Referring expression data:
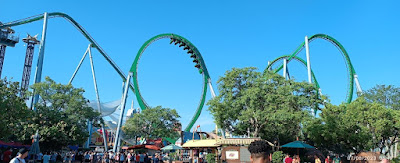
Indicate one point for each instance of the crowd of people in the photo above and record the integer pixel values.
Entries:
(296, 159)
(23, 156)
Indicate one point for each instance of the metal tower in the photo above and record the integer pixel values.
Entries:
(6, 39)
(30, 46)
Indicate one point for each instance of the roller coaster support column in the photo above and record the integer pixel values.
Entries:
(213, 95)
(284, 68)
(79, 65)
(90, 130)
(308, 59)
(30, 46)
(2, 54)
(121, 116)
(97, 96)
(38, 72)
(358, 86)
(211, 88)
(270, 67)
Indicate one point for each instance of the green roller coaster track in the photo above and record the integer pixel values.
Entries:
(143, 105)
(350, 68)
(314, 79)
(78, 27)
(195, 54)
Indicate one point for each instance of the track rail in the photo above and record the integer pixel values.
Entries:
(350, 69)
(195, 54)
(79, 28)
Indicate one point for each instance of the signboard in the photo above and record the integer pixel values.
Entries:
(232, 155)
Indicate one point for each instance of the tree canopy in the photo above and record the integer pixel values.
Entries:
(61, 116)
(385, 95)
(263, 105)
(13, 110)
(156, 122)
(354, 127)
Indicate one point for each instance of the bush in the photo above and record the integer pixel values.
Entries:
(277, 157)
(210, 158)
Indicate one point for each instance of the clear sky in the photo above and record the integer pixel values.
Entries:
(227, 33)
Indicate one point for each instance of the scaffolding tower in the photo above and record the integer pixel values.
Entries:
(30, 46)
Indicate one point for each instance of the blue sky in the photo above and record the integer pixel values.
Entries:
(227, 33)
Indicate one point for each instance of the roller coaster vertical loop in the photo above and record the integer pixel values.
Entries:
(195, 53)
(350, 69)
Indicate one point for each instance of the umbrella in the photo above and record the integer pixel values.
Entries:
(298, 145)
(35, 149)
(171, 147)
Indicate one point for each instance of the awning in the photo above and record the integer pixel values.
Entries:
(201, 143)
(153, 147)
(239, 141)
(236, 141)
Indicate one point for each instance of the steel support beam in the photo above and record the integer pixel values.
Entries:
(90, 129)
(39, 67)
(358, 86)
(2, 54)
(308, 59)
(79, 65)
(123, 103)
(97, 96)
(284, 70)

▶ [WHAT IS REQUIRED]:
Start at the top of the entries and repeat each line exactly, ending at the line that contains "roller coaster support". Pictures are not part of the copy.

▶ [RESULT]:
Indicate one point for each instance of the crowd of people in the photo above and record the integer pixel values.
Entries:
(296, 159)
(23, 156)
Indicate one point for each instance of the metal tower in the photo above and record the integer pixel values.
Entries:
(6, 39)
(30, 46)
Indicate one point for each instance of the roller coaster support column in the photo above and record the integer pixel values.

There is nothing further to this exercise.